■ Ausgangsmaterial:
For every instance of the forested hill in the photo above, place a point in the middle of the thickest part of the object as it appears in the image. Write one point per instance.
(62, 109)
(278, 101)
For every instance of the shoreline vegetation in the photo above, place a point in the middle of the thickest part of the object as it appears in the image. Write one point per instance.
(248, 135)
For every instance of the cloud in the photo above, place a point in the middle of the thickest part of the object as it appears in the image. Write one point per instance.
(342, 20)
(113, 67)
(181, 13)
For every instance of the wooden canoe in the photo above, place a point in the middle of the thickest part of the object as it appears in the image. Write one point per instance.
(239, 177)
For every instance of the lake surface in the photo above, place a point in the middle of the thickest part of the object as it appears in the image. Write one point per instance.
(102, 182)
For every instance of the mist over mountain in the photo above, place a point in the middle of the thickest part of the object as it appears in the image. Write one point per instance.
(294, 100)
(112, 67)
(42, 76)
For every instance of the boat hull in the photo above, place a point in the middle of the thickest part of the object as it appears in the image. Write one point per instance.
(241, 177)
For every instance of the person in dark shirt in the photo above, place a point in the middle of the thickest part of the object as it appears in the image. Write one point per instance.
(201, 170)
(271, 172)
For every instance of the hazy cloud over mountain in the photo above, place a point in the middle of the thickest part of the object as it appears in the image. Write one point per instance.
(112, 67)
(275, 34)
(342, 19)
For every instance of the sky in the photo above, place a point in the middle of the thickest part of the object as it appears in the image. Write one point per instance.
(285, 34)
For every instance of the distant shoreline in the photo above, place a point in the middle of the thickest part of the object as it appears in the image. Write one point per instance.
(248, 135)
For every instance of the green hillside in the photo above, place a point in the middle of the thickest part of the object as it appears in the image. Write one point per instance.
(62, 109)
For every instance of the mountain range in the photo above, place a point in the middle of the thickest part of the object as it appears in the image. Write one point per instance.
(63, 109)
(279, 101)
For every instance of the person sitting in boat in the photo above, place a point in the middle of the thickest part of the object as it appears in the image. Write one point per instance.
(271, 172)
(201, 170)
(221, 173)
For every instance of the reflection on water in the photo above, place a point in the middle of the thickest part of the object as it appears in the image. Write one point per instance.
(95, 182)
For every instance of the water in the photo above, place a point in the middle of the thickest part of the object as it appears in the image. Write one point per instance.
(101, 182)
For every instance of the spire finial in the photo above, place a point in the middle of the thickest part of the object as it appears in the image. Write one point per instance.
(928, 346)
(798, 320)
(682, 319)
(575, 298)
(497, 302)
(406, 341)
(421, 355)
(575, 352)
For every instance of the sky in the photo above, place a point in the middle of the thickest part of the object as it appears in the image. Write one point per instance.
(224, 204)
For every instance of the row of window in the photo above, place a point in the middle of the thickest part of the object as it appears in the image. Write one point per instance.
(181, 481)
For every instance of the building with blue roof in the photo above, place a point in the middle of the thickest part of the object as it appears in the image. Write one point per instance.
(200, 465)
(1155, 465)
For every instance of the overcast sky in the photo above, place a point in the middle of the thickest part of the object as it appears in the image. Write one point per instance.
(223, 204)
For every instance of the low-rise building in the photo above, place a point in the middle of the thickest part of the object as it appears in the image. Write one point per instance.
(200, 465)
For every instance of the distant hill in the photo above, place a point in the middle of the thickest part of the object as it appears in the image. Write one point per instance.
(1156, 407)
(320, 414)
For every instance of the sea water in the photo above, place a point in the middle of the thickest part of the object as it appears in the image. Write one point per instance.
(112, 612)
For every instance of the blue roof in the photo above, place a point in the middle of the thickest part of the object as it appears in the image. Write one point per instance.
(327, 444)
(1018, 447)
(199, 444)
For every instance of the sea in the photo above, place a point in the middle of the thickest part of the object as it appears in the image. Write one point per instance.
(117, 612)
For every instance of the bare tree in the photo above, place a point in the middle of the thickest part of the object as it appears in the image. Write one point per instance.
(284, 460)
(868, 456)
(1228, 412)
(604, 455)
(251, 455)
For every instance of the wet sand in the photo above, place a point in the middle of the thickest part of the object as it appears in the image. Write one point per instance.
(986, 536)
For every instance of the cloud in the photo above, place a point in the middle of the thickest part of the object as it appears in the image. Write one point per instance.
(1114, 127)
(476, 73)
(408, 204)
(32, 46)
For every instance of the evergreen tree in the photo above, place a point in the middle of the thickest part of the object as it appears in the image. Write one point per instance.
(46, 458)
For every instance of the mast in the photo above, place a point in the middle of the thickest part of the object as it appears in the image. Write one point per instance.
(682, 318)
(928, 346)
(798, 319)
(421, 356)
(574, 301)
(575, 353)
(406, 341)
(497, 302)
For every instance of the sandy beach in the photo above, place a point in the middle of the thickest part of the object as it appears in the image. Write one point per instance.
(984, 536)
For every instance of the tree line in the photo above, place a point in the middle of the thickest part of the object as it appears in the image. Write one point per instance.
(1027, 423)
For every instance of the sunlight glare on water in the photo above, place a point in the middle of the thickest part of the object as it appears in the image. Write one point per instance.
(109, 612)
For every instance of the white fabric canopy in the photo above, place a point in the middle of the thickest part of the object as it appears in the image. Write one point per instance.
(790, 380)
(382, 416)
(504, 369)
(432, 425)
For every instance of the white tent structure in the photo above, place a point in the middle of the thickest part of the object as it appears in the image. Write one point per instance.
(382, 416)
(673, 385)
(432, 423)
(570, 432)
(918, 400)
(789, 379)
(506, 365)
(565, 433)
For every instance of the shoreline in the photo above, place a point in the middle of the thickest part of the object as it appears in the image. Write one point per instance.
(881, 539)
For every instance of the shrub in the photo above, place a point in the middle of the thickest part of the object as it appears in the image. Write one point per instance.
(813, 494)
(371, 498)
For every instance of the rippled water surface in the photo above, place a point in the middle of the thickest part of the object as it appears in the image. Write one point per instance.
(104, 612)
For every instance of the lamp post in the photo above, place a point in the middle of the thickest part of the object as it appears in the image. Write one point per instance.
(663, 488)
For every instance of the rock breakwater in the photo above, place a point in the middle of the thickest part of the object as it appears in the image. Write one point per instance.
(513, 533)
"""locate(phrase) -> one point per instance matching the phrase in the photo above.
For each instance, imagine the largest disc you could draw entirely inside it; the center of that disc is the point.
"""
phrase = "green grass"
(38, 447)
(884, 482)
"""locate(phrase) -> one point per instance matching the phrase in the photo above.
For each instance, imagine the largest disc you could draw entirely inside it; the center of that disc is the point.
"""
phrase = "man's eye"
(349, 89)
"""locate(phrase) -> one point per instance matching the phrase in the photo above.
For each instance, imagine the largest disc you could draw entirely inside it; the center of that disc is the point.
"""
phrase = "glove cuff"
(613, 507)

■ Aufgabe: Wiederhole das gesamte Material oben wortgetreu und Zeile für Zeile, ohne etwas zu ändern.

■ Die Antwort:
For every instance of the forested hill in the photo above, place a point in the middle of the thickest part of the object as it appears in the image. Write one point per instance.
(62, 109)
(278, 101)
For every instance of the shoreline vegetation in the photo above, place a point in the middle of the thickest part of the object as it appears in the image. Write one point per instance.
(248, 135)
For every instance of the cloud in the photo above, place a point in the middle of the thickest part of the object as it appears in the image. Write one point per instance.
(342, 20)
(113, 67)
(181, 13)
For every instance of the wooden canoe in the photo above, place a point in the middle of the thickest part of the object as it appears in the image. Write one point per instance.
(239, 177)
For every instance of the lake surface in the photo above, place a point in the middle of the thickest part of the object as it appears in the image. Write one point per instance.
(102, 182)
For every instance of the mist over mountain in the photo above, place a point in the middle of the thickest part of the object as it appears in the image. Write one point per instance.
(294, 100)
(112, 67)
(42, 76)
For every instance of the boat hull in the photo above, place a point in the middle of the thickest part of the object as it appears in the image. Write one point per instance.
(241, 177)
For every instance of the person in dark shirt in the photo above, place a point in the middle of the thickest part of the object as it appears in the image. Write one point per instance.
(201, 170)
(271, 172)
For every instance of the hazy cloud over mountain in the photo above, place a point in the middle of the thickest part of the object as it appears in the image. Write one point per instance.
(112, 67)
(275, 34)
(342, 19)
For every instance of the sky in the photo above, place a point in the middle of the thickest part of the object as it appears in the image. Write one point per instance.
(285, 34)
For every instance of the distant shoreline in the photo above, place a point in the middle of the thickest part of the object as it appears in the image. Write one point per instance.
(248, 135)
For every instance of the green hillside in the photo above, place a point in the middle of the thickest part of the object as it appears in the image. Write one point per instance.
(62, 109)
For every instance of the mountain range in the photo above, place a point in the middle of the thickest part of the object as it appears in the image. Write one point per instance.
(63, 109)
(279, 101)
For every instance of the person sitting in boat in the photo above, place a point in the middle of the thickest part of the object as it appears in the image. Write one point per instance.
(271, 172)
(201, 170)
(221, 173)
For every instance of the reflection on water in the photo above, place a point in the middle of the thickest part of the object as it appears in the image. Write one point per instance.
(95, 182)
For every instance of the water in the photo above, place a point in the middle of the thickest part of the object as it appears in the image. Write one point per instance.
(101, 182)
For every instance of the spire finial in the photo above, place a point in the middle of the thickest part of the object as it appears in the image. Write one point per instance.
(928, 346)
(798, 320)
(682, 319)
(575, 298)
(497, 302)
(406, 341)
(421, 355)
(575, 352)
For every instance of the sky in the photo above, place a point in the middle of the thickest part of the object as it appears in the image. Write one point per instance.
(224, 204)
For every instance of the row of window in the photo above, place a point in the middle of the thickest part of the object as it appears in the image. Write one point per instance.
(181, 481)
For every instance of the building with blue roof in the photo above, place a point in the middle of the thickest part of the object as it appears in the image. Write one point per instance.
(200, 465)
(1155, 465)
For every instance of the overcast sky in the photo above, place a point in the middle of the thickest part of the object as it appears in the image. Write one point per instance.
(223, 204)
For every instance of the low-rise building in the photo above, place a point in the middle of the thickest part of the object as it appears in the image. Write one point per instance.
(200, 465)
For every instance of the distant hill in the photo above, place a point in the middle of the thickest part of the object as it appears in the image. Write one point per instance.
(1156, 407)
(320, 414)
For every instance of the sea water in the photo above, place a point in the middle of the thickest part of the object as it appears in the image. Write one point per instance.
(112, 612)
For every instance of the blue roof in the photo above, place a point in the middle of the thickest part of the object as it appears in the image. Write one point per instance.
(327, 444)
(1018, 447)
(199, 444)
For every instance of the sea in the photo above, place a point in the middle of the thickest part of the object as it appears in the image. Write one point per instance.
(117, 612)
For every instance of the bare tree in the photo above, place a point in the middle of the thickest part of the object as it appears in the image. Write one point per instance.
(284, 460)
(868, 456)
(1228, 412)
(604, 455)
(251, 455)
For every instance of the wet sand in the photo above, place a point in the middle of the thickest part of the object as it appears in the image. Write one point per instance.
(986, 536)
For every instance of the cloud in the photo above, place a point in the middle of the thickest part of the object as it appears in the image. Write one point per instance.
(1114, 127)
(476, 73)
(408, 204)
(32, 46)
For every instance of the evergreen tree in the photo above, place a point in the middle of the thickest part of the object as it appears in the image. Write one point per instance.
(46, 458)
For every instance of the mast in the photo above, place a point in the middle of the thickest part of the object as it appears in the image. Write one point per instance.
(682, 318)
(928, 346)
(798, 319)
(421, 356)
(574, 301)
(575, 353)
(406, 341)
(497, 302)
For every instance of the sandy beach in the photo above, place a point in the middle of the thickest part of the object as it appears in the image. Write one point per instance.
(984, 536)
For every instance of the tree line in the photo above, place a point in the middle of the thickest part of the object as it appears in the image. Write one point per instance.
(1027, 423)
For every instance of the sunlight glare on water in the photo above, place a point in the middle of the thickest part of the object as it appears in the image. Write one point per instance.
(109, 612)
For every instance of the white fabric canopy in the photo above, place a point in the middle of the thickest part of the object as it appears in the image. Write one point per instance.
(790, 380)
(382, 416)
(504, 369)
(432, 425)
For every instance of the white tent structure in the photo above, place a point in the middle of the thickest part of the object as it appears in the image. Write one point per instance.
(382, 416)
(673, 385)
(432, 423)
(570, 432)
(918, 400)
(789, 379)
(506, 365)
(565, 433)
For every instance of the shoreline in the photo above, place a point in the middle of the thickest part of the object as it appears in the image. Write one point per instance.
(881, 539)
For every instance of the shrub in the photo above, place a point in the middle of the thickest part of the object as it appears in the image. Write one point per instance.
(813, 494)
(371, 498)
For every instance of the rippled water surface in the photo above, place a point in the middle of the thickest part of the object as it appears in the image. Write one point per instance.
(104, 612)
For every instance of the lamp post in the photo above, place a point in the middle of the thickest part of the object as it appears in the image. Write one point per instance.
(663, 488)
For every instance of the rock breakwater in the photo above, place a point in the middle of the thickest part of the object as it appears in the image. Write one point per instance.
(513, 533)
"""locate(phrase) -> one point per instance matching the phrase in the photo above.
For each instance, imagine the largest disc you could draw entirely inside it; the center of that disc is the point.
"""
phrase = "green grass"
(38, 447)
(884, 482)
"""locate(phrase) -> one point per instance matching the phrase in the photo above.
For each instance, imagine the largest disc you could draw entirely inside it; the center of that disc is the point.
"""
phrase = "man's eye"
(349, 89)
"""locate(phrase) -> one point per instance matching the phrase in the photo above.
For each instance, imagine the largest disc you could draw entirely inside it; the center of that disc is the point.
"""
phrase = "glove cuff"
(613, 507)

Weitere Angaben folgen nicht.